■ **SELECTED TEXT**:
Domestic tourism in the country has started picking up after the 2013-14 political mayhem ended, and with the return of normalcy. Many other sectors are also witnessing optimistic developments. Violent terror assaults, however, kept the nation edgy for some time. Lately they appear to have subsided. Given the apparent calm prevailing in the country, the travel-loving people's desire to come out of their home confines continues to whet. It's a normal corollary.
During the Eids and the Gregorian New Year festivals in the last two years, the urban middle and lower middle-class people have amply shown their eagerness to embark on tours of the country's popular spots. These include Cox's Bazar, Chittagong Hill Tracts (CHT), the rolling, lush green Sylhet region, Kuakata beach and a few newly explored spots. Lots of affluent and relaxed tourists from Dhaka and the large cities set out for the Sundarbans. The rise in the tourists' number also shows that the otherwise home-loving people could not suppress their footloose nature for long. To the surprise of many tour operators, the overwhelming pressure of the travel-loving people eventually started chipping away at their capacity to arrange comfortable tours.
The rush of local tourists for the attractive locations reached a record high last year (2016). On the days prior to the New Year 2017 celebrations, the crowds of tourists assumed the proportions of seamless fanfare and pageantry at many spots. On the Cox's Bazar sea beach, tourists swelled into a veritable deluge. According to sources in the tour operators and those in the local administration, in the last couple of days of the New Year's Eve, the number of tourists in Cox's Bazar shot to around 1.0 million. The figure covered both the revelling and reflective tourists watching sunset and sunrise on the popular beach. As observed by a number of tourists from Dhaka and other far-away areas, the overall security measures and the necessary facilities have improved remarkably in the large beach area. The long-elusive cleanliness has returned noticeably, bringing about a healthy and environment-friendly ambience at the main beach spots. In the last few years, lax security emerged as a great problem for the peace-loving tourists. Law and order had witnessed an alarming slide, which led to many middle-class women shunning the beach altogether. Mugging incidents once posed a potential threat to the site's prospects for rise in the number of visitors.
On the New Year's Eve in the just-concluded year, the Cox's Bazar beach area was found wearing a completely renovated look. Apart from taking heart from the clean look, tourists have felt reassured and confident over the local authorities' initiatives to put into effect lots of safety measures. It was a relief for many willing to swim or surf deep into the waters to find shark-safety zone indicators in place on the shore. Rescue teams have been deployed to the area. They once existed mostly in paper, their visibility remaining elusive. Last year, these vital personnel, equipped with rescue gear like diving suit, and expertise, were seen keeping watch on the bathers along the shoreline. The display on signal boards informing tourists about high and low tides and weather has lately been found updated on time.

■ **SET EXERCISE 1**: Please report every line of the records below that contains the word "plank". Case counts.

■ **INPUT**:

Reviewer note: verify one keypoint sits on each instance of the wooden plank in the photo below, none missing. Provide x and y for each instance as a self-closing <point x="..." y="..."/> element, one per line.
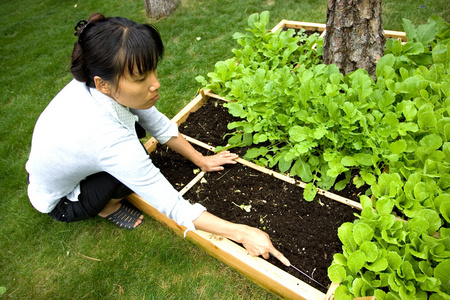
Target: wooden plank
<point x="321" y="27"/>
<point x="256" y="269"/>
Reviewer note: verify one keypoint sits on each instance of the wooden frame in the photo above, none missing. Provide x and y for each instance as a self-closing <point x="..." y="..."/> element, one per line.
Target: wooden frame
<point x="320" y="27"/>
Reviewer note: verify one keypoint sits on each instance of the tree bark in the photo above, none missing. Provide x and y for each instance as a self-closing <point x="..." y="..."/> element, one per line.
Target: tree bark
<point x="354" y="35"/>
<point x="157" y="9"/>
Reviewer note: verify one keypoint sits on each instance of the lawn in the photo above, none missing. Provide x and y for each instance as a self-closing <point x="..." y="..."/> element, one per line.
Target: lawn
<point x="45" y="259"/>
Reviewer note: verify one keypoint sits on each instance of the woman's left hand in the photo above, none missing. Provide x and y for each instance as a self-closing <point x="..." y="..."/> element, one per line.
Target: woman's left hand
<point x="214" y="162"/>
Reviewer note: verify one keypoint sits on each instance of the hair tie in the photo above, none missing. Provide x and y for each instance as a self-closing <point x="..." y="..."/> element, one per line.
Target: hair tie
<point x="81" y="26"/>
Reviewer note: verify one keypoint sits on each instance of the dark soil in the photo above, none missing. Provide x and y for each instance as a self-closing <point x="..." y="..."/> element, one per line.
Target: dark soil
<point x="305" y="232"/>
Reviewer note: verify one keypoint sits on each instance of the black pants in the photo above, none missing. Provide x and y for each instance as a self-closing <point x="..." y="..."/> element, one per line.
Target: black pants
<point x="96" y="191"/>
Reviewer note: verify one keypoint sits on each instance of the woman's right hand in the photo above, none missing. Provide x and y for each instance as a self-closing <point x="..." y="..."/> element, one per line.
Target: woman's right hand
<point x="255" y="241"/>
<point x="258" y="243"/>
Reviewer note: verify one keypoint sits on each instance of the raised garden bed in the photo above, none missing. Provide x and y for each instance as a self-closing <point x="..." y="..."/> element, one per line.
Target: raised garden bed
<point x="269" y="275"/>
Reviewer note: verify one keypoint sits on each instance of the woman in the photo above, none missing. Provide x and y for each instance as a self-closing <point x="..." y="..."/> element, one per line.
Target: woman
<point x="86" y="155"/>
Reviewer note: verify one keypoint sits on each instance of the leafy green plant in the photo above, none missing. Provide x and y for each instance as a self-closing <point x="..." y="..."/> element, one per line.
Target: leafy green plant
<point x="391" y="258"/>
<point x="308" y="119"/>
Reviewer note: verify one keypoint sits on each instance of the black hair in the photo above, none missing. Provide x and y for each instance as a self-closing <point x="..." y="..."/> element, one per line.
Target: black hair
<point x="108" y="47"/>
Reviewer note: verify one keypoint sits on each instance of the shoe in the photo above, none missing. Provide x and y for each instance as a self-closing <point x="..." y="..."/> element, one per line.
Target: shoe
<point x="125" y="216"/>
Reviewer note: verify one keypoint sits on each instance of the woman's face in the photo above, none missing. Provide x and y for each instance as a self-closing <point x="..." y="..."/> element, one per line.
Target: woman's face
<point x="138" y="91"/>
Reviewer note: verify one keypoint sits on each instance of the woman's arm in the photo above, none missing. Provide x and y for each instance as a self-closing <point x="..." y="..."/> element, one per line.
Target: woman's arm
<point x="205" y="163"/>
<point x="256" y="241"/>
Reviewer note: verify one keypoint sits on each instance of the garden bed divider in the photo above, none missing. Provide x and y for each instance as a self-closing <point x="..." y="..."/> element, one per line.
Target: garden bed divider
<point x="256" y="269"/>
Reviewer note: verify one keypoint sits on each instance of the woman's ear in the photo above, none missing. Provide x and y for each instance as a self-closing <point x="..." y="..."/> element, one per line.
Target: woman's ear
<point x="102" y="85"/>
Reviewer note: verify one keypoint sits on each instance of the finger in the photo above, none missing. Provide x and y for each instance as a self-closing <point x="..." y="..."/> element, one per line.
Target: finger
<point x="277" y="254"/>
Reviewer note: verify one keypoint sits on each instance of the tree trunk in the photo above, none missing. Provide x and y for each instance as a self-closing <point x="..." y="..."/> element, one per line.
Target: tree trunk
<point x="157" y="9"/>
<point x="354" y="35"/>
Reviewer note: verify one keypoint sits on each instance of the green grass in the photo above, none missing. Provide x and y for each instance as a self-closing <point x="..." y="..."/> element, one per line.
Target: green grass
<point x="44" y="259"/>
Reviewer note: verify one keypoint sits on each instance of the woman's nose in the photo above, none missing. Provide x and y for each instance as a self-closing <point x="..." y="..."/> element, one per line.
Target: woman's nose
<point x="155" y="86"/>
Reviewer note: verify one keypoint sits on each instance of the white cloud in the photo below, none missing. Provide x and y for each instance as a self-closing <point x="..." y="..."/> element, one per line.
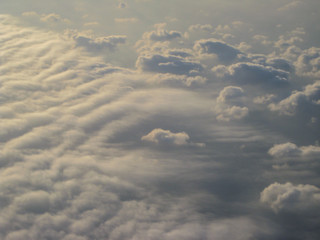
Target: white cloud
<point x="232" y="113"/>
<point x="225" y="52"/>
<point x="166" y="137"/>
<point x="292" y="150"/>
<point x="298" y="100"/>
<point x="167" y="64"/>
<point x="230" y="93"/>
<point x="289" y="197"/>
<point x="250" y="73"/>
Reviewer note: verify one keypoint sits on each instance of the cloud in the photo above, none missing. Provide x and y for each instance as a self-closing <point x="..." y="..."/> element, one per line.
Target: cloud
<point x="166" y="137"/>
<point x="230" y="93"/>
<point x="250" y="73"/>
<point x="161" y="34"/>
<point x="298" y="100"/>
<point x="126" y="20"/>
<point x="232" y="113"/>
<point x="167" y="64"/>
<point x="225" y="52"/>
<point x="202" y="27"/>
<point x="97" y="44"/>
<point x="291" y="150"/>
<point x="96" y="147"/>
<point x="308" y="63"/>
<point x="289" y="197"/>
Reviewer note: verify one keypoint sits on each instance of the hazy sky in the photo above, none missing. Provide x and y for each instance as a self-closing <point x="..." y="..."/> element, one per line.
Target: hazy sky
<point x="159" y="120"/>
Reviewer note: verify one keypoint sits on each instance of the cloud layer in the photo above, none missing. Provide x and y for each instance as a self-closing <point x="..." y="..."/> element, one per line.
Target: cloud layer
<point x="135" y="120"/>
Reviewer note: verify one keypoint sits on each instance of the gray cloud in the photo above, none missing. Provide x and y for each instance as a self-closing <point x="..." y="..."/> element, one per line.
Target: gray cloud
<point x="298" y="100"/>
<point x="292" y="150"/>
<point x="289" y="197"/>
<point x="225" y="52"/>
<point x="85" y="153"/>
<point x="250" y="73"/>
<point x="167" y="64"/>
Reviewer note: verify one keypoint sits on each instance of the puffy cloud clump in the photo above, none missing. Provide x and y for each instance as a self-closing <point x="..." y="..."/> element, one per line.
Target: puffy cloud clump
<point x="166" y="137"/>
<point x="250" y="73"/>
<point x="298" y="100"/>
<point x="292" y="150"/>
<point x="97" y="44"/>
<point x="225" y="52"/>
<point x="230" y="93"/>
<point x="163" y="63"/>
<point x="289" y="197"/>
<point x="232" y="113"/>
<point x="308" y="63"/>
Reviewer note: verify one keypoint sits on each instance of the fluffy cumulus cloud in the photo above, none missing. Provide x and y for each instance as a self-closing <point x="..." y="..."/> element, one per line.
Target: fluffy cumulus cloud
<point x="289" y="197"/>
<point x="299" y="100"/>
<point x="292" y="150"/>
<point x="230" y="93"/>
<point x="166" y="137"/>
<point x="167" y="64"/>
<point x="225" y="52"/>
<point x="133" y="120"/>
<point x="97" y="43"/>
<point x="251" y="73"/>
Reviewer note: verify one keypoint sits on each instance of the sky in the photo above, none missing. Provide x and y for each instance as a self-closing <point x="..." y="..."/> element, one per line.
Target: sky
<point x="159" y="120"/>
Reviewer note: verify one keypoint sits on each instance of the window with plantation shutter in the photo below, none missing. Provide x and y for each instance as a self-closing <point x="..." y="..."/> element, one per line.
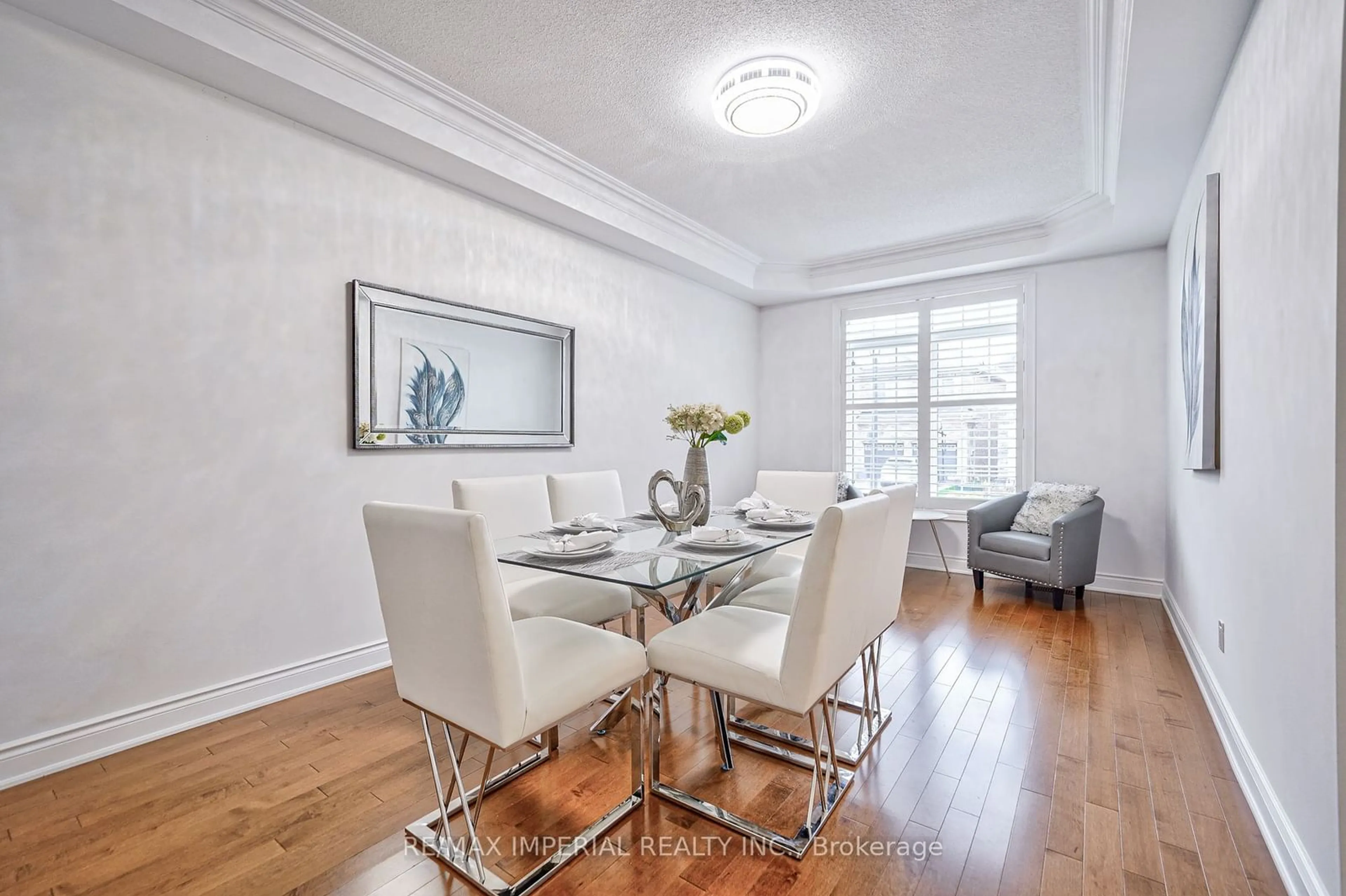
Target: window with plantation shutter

* * *

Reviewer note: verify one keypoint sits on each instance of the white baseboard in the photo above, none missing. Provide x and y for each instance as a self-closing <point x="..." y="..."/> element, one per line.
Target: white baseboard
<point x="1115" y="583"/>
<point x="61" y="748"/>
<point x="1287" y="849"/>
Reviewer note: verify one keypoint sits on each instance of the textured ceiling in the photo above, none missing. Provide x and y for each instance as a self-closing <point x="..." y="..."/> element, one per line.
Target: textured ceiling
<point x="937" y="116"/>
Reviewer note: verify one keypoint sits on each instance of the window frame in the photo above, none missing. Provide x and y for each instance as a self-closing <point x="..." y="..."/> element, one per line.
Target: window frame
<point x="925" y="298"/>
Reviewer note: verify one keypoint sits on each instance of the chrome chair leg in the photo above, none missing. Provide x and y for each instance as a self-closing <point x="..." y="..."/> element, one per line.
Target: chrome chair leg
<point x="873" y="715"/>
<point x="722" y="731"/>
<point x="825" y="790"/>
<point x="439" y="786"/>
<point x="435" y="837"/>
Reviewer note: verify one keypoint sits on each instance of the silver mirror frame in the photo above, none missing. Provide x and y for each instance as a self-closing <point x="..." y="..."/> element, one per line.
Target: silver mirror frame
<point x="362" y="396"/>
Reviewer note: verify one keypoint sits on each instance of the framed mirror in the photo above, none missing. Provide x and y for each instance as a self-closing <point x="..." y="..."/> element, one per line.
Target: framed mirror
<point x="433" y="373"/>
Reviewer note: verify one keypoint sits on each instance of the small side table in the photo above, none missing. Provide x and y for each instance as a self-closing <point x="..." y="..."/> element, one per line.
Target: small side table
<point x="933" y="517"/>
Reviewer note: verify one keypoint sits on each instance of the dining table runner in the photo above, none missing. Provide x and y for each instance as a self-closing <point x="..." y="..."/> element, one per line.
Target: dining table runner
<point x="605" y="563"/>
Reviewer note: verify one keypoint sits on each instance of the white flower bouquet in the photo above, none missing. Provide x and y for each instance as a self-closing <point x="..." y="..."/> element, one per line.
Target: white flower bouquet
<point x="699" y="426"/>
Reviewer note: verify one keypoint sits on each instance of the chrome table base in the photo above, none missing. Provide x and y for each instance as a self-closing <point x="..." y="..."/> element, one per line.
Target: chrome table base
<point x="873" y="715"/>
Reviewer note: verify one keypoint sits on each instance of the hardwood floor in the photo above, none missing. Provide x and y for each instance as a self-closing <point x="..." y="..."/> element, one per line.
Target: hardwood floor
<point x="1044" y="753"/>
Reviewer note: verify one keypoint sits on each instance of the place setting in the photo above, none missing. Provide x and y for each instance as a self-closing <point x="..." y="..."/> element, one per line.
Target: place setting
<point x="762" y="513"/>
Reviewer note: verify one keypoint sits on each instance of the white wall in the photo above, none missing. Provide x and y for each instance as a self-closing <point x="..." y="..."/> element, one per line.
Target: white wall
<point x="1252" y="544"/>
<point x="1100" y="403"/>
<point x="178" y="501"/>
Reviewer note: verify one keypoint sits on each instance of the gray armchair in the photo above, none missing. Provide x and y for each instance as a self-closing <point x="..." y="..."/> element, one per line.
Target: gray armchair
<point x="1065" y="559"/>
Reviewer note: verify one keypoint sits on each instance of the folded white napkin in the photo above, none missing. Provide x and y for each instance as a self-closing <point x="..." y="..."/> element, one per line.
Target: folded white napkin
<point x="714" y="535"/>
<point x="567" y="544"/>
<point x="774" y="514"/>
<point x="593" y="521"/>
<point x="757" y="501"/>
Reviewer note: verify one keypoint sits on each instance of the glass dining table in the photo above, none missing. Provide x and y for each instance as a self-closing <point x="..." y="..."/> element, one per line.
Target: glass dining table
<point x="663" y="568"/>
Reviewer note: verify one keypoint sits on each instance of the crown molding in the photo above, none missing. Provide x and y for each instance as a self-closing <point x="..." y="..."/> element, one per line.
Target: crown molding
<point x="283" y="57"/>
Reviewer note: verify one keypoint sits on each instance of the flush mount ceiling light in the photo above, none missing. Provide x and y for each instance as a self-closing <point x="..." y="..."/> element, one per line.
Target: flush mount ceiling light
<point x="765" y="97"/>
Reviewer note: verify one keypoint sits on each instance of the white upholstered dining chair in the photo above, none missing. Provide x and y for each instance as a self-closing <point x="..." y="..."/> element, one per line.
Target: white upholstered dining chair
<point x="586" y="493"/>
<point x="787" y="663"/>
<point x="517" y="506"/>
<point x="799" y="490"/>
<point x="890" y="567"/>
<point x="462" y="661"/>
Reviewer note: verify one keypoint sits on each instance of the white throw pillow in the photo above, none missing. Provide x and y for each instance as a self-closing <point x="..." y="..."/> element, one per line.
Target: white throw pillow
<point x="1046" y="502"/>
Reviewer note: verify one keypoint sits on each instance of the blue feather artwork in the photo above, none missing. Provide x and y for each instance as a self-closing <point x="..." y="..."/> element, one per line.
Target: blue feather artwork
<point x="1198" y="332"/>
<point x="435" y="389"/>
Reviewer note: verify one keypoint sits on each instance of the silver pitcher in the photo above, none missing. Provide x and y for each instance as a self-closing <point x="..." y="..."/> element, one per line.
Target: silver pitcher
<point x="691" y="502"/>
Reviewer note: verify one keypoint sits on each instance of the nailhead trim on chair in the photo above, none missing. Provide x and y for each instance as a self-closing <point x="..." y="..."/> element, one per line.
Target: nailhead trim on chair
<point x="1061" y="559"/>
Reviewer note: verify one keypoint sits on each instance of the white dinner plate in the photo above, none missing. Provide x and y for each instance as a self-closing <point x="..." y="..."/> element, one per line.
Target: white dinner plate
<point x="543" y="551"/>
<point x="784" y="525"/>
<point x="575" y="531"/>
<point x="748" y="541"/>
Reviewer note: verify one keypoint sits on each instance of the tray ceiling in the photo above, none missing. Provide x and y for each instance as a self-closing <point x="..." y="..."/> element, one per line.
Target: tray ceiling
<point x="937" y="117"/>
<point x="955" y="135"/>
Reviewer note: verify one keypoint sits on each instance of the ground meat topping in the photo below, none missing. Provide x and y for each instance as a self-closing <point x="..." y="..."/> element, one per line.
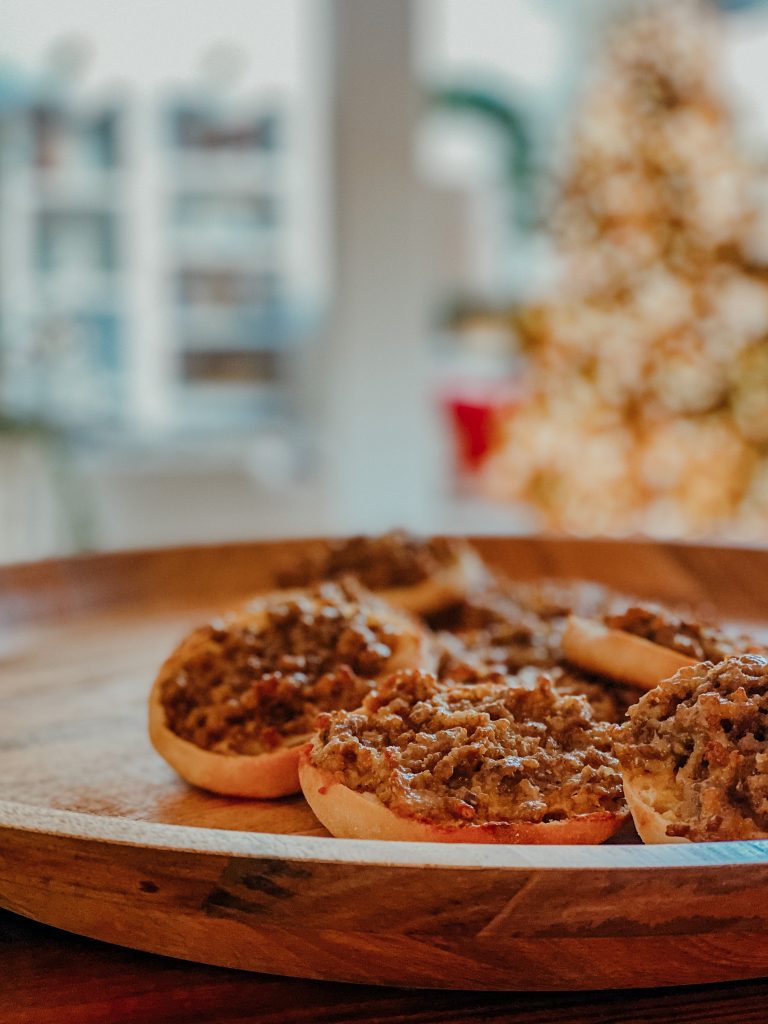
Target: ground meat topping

■ **SET EXERCISE 2**: Write the next part of the piece on domestic tourism above, starting after its last sentence.

■ **EXERCISE OUTPUT 1**:
Reviewer note: verify one keypoint sits on each instance of the wooden plank in the photo below, none missing. Provide x and y for each instance as a self-closing <point x="..." y="..."/> element, one per line.
Target: wooden plank

■ **EXERCISE OUTPUT 2**:
Many people find tours involving the sea, hills and deep forests to be an invitation to ventures filled with thrill and excitement. Ordinary tourists generally lack this passion for suspense. The younger males are traditionally found making the best of their forays into the heart of the missions of adventure. The responsibility lies with the local administrations and tour operators to make the hazardous feats free of fatality. Unfortunate deaths at tourist sites are not infrequent in the country. Casualties from drowning due to quick-sands and ebbing in the sea had lately been on the rise thanks to the absence of preventive measures. The authorities looking to increase in visits to both well-known and obscure sites need to cater to the young people's demands. Youths are seemingly averse to safety back-ups, as these supports spoil the joy of adventure. In spite of this universal fact, the authorities concerned can ill-afford to belittle the precautionary steps meant for the young tourists. The appeal of tours beckons people of all ages. The reason the youths stand out in this group is their noticeable numbers. In spite of the spectacular presence of middle-aged and teenage male and female tourists, it is the male youths who embark on the thrill-seeking undertakings during tours. For some time now, university and college-going young females from Dhaka and Chittagong have been seen joining their male fellows during hazardous tours. The educated young urban women have left their mark on many previously male-dominated tour fronts. Their number is remarkably on continued rise. However, despite the recent infusion of youthful exuberance in the country's tour spectacle, it does not keep itself limited to any particular age-group. The popular tourist spots in the country throughout the last year were abuzz with tourists of all ages. The message is clear and pronounced: domestic tourism in Bangladesh has begun bouncing back.
As tour experts view it, a prime precondition for a boom in tourism is ensuring comfortable and cheap accommodation for people. On the last New Year's Eve, dearth of living space in Cox's Bazar emerged as a great damper. The hotels, motels, rest houses, etc., got filled up to the capacity long before the 31st celebrations. As a result, tourists were found making space by squeezing themselves into single rooms. During the peak days - seven to 10 people had to share a room space meant for overnight stay of two. However, the mood of widespread jubilation helped the bitterness and discomfort subside to some extent. But the inconvenience remains a reminder of the imperative of prerequisites for infusing buoyancy to Bangladesh tourism.
Venturing into the unknown worlds has long been a normal trait going with the Bengalees. In the bygone days, the brave sons of the soil undertook long journeys to distant alien lands. That their descendents will follow their path appears to be in conformity with human nature. The days of expeditions are long over. The world is getting smaller by the day. All parts of the earth, even the deep recesses of the Amazon forests, have been stained by human footsteps. But this does not mean that the days of visiting strange lands are over. These are found even in one's known territories, including people's own countries. Even a geologically flat country like Bangladesh has its undiscovered wonders.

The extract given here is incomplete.